Revise the material below by replacing "dark green tree" with "leafy tree" and keeping everything else unchanged. Leave the pictures out of your answer.

[DATA FOR THIS EXERCISE start]

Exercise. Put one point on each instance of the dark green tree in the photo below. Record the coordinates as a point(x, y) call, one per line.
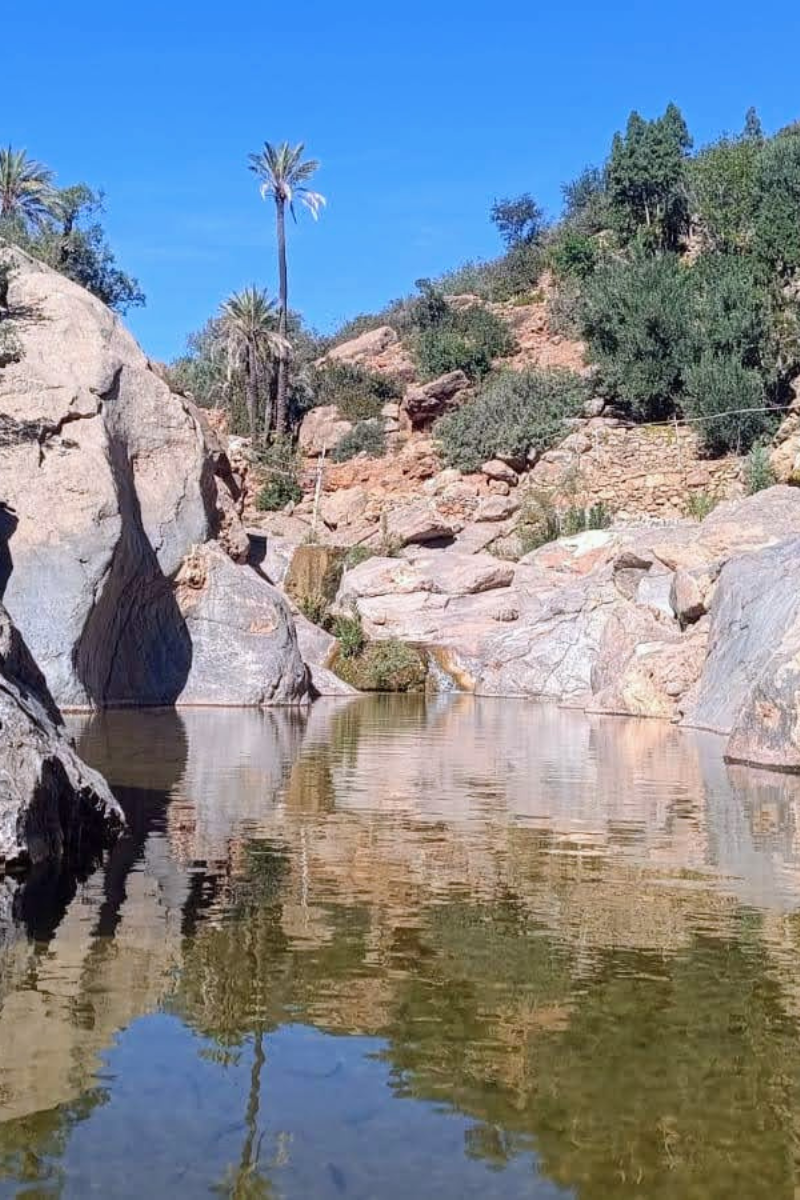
point(519, 220)
point(777, 187)
point(637, 323)
point(647, 179)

[DATA FOR THIS EXERCISE end]

▸ RIGHT ANSWER
Exercise. Put one point on each instance of the leafy tree in the photo below. Record the coordinates as a point(x, y) call, one per line.
point(519, 220)
point(777, 187)
point(637, 323)
point(647, 179)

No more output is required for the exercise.